Exercise instructions:
Write only the number of lines in the entries that hold the string "dotted".

[Collected data]
::::::::
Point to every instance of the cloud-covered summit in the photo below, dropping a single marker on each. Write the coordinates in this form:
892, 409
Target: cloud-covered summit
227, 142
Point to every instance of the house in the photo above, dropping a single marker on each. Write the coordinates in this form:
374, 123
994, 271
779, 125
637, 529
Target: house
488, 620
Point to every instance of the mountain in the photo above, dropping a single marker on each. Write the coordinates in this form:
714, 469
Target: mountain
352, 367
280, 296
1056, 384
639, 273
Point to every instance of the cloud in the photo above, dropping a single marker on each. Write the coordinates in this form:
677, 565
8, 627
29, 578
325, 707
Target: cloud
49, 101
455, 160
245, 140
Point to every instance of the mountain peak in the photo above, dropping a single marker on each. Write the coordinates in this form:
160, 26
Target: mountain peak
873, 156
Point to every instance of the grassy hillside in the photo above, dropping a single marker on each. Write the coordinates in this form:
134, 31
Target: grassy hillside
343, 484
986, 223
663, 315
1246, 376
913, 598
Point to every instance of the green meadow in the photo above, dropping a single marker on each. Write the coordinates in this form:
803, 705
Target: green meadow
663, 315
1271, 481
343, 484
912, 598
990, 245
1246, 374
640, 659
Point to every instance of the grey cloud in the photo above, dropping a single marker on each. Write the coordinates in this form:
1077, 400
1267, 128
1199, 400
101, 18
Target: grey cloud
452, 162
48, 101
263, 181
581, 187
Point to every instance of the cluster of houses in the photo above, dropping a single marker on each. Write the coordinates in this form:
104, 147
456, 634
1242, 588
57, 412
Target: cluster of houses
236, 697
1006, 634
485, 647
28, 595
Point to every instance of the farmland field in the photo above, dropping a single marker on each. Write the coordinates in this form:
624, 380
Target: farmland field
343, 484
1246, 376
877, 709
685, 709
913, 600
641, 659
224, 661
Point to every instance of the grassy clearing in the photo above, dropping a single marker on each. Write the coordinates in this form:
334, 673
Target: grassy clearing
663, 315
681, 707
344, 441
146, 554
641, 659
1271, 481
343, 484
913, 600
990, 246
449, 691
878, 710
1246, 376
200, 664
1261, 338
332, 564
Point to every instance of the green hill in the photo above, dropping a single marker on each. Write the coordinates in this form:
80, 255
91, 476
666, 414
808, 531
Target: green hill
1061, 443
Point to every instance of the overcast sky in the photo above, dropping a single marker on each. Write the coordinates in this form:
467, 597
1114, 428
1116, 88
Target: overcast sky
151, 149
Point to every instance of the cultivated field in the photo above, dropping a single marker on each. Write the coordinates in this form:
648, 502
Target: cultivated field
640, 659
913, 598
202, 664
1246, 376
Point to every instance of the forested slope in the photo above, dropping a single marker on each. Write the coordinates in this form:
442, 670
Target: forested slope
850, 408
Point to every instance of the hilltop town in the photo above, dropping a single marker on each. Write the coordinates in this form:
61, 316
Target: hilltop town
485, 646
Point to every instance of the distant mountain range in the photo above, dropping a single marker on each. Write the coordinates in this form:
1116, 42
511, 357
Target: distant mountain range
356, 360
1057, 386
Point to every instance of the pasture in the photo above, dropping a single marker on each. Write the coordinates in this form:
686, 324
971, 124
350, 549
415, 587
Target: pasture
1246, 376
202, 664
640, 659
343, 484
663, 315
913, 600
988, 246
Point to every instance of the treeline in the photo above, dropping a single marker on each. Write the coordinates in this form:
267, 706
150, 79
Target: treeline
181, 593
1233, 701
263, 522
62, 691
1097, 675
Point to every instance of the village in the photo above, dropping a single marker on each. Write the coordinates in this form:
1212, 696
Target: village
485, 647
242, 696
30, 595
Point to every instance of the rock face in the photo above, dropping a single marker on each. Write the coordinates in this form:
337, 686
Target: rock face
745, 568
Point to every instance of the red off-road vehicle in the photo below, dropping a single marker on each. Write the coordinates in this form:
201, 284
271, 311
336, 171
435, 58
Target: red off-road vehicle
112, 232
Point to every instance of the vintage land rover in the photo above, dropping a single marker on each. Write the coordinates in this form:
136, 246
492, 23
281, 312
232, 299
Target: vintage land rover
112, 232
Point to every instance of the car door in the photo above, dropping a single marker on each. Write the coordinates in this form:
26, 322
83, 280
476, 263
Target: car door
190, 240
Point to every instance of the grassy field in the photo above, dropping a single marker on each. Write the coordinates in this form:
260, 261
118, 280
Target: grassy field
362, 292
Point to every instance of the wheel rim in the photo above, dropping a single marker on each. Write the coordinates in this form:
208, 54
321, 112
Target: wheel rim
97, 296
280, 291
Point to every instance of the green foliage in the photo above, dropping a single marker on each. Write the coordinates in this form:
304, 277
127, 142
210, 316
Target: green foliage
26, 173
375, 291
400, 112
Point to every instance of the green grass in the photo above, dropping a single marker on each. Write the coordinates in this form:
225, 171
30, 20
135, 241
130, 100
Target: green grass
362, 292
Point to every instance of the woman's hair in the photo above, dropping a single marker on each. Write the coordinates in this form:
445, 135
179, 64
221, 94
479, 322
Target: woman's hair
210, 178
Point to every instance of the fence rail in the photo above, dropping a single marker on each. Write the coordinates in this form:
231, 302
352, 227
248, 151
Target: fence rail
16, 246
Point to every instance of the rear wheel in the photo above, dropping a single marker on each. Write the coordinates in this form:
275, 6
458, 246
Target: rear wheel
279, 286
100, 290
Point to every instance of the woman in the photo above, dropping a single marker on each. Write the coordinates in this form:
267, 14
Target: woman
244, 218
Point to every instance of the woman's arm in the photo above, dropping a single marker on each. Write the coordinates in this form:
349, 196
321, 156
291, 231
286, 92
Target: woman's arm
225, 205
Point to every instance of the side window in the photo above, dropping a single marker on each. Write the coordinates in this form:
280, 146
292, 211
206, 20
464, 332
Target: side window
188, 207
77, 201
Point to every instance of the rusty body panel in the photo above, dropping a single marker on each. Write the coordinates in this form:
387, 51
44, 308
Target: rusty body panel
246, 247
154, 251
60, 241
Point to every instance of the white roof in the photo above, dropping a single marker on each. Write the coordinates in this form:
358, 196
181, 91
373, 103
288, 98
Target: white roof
::::::::
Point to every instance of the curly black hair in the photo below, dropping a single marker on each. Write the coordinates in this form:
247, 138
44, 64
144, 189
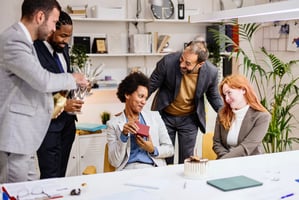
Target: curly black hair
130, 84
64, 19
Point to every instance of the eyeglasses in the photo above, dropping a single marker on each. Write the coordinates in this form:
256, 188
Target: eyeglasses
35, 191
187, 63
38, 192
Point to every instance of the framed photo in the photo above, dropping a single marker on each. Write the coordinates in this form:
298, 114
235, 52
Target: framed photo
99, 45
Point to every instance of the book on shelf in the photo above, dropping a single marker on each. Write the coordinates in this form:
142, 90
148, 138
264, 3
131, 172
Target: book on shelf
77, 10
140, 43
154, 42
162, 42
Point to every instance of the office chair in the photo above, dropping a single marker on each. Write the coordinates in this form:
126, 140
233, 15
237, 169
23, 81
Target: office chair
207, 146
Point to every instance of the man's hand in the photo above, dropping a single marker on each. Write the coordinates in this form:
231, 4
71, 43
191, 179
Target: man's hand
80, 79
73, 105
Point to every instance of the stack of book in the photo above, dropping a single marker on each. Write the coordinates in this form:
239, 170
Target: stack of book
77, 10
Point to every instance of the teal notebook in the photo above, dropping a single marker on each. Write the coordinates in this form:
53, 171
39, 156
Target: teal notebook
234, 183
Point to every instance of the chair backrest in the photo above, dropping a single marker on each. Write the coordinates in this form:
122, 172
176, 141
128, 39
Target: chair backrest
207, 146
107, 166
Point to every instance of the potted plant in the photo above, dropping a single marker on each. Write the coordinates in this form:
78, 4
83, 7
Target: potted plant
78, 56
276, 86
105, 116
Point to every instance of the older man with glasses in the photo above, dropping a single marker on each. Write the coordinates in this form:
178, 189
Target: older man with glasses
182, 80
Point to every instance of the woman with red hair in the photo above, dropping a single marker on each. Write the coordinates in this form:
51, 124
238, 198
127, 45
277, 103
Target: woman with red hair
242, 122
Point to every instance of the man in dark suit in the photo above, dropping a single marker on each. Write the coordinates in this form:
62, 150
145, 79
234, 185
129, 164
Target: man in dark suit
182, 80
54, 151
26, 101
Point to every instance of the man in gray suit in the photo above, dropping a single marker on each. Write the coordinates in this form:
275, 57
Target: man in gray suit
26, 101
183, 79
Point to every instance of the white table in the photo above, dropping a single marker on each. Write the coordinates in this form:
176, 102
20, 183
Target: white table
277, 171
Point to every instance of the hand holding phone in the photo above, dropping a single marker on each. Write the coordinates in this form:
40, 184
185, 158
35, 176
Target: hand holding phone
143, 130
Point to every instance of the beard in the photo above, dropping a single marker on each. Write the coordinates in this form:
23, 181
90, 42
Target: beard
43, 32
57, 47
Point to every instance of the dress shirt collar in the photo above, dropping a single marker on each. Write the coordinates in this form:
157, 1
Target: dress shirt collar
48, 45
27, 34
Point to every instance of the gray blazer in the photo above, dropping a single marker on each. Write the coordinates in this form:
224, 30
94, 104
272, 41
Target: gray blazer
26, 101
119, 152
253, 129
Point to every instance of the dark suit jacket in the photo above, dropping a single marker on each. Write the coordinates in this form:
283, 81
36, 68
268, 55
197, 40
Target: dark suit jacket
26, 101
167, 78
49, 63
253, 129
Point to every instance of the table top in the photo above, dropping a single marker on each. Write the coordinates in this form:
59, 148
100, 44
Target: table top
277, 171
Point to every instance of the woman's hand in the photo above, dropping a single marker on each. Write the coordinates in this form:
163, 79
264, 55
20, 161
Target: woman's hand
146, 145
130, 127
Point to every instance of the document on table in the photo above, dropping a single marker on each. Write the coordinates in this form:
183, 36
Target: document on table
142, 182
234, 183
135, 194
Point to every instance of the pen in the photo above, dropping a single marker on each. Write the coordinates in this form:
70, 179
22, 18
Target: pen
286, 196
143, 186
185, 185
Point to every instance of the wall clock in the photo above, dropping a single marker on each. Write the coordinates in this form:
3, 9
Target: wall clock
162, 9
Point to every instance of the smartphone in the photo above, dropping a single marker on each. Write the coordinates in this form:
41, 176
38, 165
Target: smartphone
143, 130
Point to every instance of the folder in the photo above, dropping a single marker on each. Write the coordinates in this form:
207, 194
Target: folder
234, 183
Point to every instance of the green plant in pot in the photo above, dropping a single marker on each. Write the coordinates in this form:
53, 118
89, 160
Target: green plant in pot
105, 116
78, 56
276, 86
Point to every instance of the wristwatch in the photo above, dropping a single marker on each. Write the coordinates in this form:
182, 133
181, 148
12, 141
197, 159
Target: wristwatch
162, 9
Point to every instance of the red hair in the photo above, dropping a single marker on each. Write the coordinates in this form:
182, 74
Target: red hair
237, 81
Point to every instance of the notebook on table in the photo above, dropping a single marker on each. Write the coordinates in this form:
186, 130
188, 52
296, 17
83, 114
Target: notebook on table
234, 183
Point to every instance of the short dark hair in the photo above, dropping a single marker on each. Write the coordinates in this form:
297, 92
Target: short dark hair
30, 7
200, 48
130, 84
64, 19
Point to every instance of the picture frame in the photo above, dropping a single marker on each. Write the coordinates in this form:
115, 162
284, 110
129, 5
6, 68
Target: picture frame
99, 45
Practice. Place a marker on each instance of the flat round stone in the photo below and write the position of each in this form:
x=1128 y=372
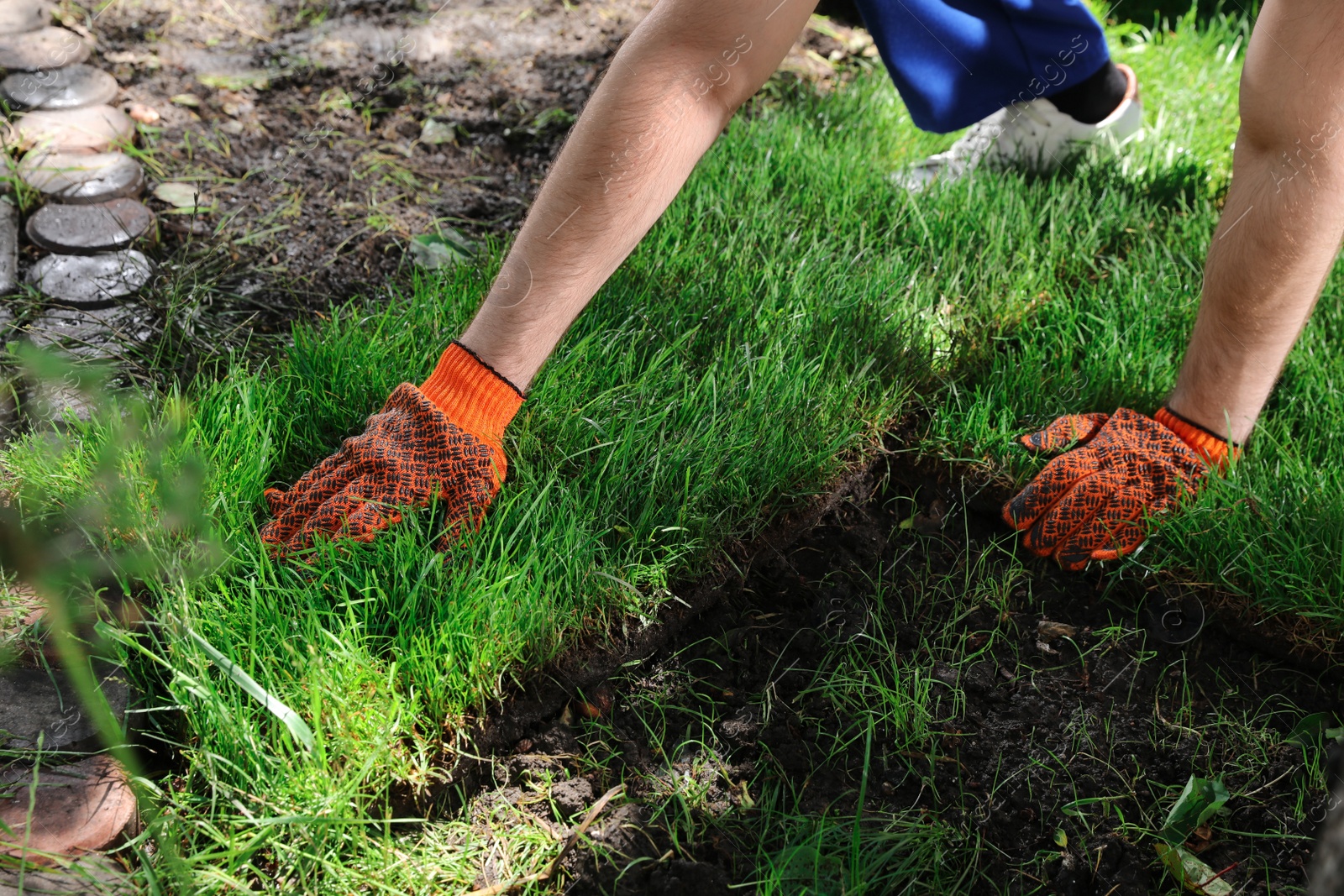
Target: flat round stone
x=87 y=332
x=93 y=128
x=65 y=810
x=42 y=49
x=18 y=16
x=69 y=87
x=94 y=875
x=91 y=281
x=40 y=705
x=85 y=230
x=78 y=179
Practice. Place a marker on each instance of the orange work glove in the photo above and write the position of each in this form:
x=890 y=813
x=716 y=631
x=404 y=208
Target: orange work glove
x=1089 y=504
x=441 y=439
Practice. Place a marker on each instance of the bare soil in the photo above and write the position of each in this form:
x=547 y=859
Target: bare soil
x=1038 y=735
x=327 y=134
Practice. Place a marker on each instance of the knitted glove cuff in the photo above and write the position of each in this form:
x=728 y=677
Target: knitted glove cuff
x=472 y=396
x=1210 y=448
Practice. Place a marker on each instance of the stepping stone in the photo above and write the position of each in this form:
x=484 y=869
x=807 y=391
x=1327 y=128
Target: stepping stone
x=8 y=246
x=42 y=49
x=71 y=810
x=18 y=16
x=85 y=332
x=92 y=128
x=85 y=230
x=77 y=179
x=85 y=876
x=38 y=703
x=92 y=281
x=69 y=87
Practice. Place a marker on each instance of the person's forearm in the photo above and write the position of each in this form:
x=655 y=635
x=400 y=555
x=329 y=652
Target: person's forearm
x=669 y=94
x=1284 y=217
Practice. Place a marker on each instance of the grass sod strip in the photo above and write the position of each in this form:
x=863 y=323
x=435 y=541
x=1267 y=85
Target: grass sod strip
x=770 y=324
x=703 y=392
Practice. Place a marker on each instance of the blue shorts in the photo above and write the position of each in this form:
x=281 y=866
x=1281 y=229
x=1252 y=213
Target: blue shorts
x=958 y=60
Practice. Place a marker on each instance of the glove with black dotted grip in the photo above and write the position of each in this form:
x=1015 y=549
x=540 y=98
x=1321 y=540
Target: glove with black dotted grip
::::::::
Written solution:
2